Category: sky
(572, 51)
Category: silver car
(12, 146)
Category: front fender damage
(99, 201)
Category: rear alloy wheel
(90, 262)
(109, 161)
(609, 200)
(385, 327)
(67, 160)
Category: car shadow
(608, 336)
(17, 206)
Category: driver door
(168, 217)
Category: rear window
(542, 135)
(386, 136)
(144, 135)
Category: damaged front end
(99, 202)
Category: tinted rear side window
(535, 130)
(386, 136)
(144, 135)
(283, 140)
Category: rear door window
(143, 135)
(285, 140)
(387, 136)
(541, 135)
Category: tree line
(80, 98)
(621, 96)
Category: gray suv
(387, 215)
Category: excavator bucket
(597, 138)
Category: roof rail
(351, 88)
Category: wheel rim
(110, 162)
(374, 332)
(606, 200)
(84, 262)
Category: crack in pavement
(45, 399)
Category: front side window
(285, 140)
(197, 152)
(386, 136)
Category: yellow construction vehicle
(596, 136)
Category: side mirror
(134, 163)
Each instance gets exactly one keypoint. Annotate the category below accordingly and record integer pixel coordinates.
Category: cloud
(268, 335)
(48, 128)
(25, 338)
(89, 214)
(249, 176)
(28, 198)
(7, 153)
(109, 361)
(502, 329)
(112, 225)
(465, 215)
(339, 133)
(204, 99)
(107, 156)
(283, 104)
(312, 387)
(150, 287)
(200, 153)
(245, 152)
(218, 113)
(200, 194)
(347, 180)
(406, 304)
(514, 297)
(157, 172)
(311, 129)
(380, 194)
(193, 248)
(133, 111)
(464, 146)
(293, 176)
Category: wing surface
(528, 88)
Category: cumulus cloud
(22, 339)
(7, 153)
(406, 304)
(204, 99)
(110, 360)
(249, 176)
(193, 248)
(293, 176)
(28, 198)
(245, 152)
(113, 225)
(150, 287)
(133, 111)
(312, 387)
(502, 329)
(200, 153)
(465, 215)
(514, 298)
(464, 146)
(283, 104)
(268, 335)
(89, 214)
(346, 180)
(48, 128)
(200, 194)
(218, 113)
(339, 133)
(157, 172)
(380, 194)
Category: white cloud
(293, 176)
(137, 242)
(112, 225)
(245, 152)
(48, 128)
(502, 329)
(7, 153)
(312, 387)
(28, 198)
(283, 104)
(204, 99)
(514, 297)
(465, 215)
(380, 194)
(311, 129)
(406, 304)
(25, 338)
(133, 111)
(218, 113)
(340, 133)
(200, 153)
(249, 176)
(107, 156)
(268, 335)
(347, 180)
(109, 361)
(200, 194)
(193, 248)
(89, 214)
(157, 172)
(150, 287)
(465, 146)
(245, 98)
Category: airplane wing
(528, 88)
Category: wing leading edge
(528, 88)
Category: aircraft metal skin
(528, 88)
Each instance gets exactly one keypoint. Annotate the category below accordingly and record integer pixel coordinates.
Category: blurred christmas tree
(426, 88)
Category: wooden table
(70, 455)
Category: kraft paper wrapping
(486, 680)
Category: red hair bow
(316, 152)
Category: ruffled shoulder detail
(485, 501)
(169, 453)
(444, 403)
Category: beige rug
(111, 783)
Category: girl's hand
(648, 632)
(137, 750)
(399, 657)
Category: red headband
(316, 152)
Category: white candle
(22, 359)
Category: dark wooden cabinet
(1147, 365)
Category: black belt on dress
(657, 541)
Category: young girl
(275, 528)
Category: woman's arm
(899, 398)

Task statement — Keeping every word as it is, repeat all of the records.

Problem solution —
Category: sky
(572, 51)
Category: silver car
(12, 146)
Category: front fender damage
(99, 201)
Category: rear alloy wheel
(90, 262)
(109, 161)
(609, 200)
(385, 327)
(67, 160)
Category: car shadow
(608, 336)
(17, 206)
Category: driver door
(168, 217)
Category: rear window
(542, 135)
(386, 136)
(144, 135)
Category: damaged front end
(99, 202)
Category: tinted rear side window
(535, 130)
(386, 136)
(144, 135)
(283, 140)
Category: rear door window
(143, 135)
(285, 140)
(387, 136)
(541, 135)
Category: tree line
(80, 98)
(621, 96)
Category: gray suv
(387, 215)
Category: excavator bucket
(597, 138)
Category: roof rail
(351, 88)
Category: wheel rim
(110, 162)
(374, 332)
(606, 200)
(84, 262)
Category: crack in pavement
(45, 399)
Category: front side window
(285, 140)
(197, 152)
(386, 136)
Category: yellow construction vehicle
(596, 136)
Category: side mirror
(134, 163)
Each instance gets exactly one keypoint. Annotate the category below accordingly and record integer pixel coordinates.
Category: cloud
(268, 335)
(48, 128)
(25, 338)
(89, 214)
(249, 176)
(28, 198)
(7, 153)
(109, 361)
(502, 329)
(112, 225)
(465, 215)
(339, 133)
(204, 99)
(107, 156)
(283, 104)
(312, 387)
(150, 287)
(200, 153)
(245, 152)
(218, 113)
(200, 194)
(347, 180)
(406, 304)
(514, 297)
(157, 172)
(311, 129)
(380, 194)
(193, 248)
(133, 111)
(464, 146)
(293, 176)
Category: wing surface
(528, 88)
Category: cumulus cloud
(22, 339)
(7, 153)
(406, 304)
(204, 99)
(110, 360)
(249, 176)
(193, 248)
(293, 176)
(28, 198)
(245, 152)
(113, 225)
(150, 287)
(133, 111)
(312, 387)
(502, 329)
(200, 153)
(465, 215)
(514, 298)
(464, 146)
(283, 104)
(268, 335)
(89, 214)
(346, 180)
(48, 128)
(200, 194)
(218, 113)
(339, 133)
(157, 172)
(380, 194)
Category: white cloud
(293, 176)
(137, 242)
(112, 225)
(245, 152)
(48, 128)
(502, 329)
(7, 153)
(312, 387)
(28, 198)
(283, 104)
(204, 99)
(514, 297)
(465, 215)
(380, 194)
(311, 129)
(406, 304)
(25, 338)
(133, 111)
(218, 113)
(340, 133)
(200, 153)
(249, 176)
(107, 156)
(268, 335)
(347, 180)
(109, 361)
(200, 194)
(193, 248)
(89, 214)
(157, 172)
(150, 287)
(465, 146)
(245, 98)
Category: airplane wing
(528, 88)
Category: wing leading edge
(528, 88)
Category: aircraft metal skin
(528, 88)
Each instance gets exactly one keypoint. Annotate the category below accordingly and record integer pixel coordinates.
Category: blurred christmas tree
(426, 88)
Category: wooden table
(70, 455)
Category: kraft paper wrapping
(486, 680)
Category: red hair bow
(316, 152)
Category: ruffled shoulder detail
(485, 501)
(169, 453)
(444, 403)
Category: beige rug
(111, 783)
Category: girl's hand
(648, 632)
(137, 750)
(399, 657)
Category: red headband
(316, 152)
Category: white candle
(22, 359)
Category: dark wooden cabinet
(1147, 365)
Category: black belt on dress
(657, 541)
Category: young girl
(275, 528)
Category: woman's arm
(899, 398)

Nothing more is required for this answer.